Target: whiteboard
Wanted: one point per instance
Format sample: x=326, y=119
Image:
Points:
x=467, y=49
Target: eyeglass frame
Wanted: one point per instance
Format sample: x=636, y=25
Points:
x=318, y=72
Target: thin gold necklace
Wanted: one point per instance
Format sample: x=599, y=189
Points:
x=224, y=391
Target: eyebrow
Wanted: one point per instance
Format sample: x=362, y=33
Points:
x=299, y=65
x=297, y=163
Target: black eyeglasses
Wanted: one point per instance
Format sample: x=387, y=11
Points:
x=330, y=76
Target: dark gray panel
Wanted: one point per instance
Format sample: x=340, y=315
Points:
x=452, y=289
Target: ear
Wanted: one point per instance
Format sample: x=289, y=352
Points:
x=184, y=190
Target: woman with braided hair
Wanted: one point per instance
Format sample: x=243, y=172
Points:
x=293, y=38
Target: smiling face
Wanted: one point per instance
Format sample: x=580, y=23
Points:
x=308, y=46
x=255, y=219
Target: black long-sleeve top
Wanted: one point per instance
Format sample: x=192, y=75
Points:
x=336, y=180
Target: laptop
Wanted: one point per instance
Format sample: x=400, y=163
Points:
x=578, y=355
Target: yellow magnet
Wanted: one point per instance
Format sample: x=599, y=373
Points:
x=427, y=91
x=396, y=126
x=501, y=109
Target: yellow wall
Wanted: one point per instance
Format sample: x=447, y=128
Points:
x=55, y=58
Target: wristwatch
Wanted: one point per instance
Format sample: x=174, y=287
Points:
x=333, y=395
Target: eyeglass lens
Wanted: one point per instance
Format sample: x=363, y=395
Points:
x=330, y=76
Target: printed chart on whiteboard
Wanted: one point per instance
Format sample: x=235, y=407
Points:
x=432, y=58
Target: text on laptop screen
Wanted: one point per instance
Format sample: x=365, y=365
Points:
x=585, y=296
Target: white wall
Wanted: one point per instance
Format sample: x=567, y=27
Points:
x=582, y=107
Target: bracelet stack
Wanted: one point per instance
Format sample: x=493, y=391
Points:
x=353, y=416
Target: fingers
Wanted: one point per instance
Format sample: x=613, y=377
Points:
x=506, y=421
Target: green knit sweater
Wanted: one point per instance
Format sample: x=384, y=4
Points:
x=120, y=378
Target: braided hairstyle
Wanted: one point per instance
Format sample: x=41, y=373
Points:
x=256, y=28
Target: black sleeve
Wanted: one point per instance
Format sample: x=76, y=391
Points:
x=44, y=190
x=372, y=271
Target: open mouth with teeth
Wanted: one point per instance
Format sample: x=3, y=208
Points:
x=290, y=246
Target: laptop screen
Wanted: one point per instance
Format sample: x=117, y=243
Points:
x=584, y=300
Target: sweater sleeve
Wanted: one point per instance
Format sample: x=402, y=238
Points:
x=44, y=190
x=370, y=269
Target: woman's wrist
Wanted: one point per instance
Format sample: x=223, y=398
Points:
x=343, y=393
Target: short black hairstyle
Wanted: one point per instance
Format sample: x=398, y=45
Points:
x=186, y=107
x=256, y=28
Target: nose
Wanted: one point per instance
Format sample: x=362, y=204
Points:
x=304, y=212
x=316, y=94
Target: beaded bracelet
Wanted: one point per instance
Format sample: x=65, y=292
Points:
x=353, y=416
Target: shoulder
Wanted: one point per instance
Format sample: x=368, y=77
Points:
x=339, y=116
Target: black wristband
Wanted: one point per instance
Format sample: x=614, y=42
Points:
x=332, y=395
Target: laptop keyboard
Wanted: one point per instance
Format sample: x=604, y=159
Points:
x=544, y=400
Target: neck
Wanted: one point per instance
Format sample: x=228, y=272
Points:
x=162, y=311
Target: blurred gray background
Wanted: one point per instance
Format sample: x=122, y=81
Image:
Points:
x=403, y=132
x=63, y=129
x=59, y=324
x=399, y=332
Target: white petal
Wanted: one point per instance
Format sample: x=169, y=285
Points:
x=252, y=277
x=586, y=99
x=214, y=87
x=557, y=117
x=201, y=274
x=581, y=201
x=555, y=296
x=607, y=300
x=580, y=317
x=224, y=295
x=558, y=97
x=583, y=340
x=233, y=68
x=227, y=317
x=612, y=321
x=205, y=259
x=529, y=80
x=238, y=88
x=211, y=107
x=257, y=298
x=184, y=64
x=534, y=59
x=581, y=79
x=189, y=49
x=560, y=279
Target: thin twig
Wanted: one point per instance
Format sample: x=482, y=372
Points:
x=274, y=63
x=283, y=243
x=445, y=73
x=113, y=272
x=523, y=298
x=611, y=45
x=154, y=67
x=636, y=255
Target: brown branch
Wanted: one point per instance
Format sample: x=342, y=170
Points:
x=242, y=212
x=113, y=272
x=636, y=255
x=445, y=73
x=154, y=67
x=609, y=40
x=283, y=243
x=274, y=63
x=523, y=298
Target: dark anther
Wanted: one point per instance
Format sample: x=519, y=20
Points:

» **Task to complete**: Report each line in the preceding entries that holds the string "whiteboard".

» **Exercise answer**:
Target: whiteboard
Target: printed chart on whiteboard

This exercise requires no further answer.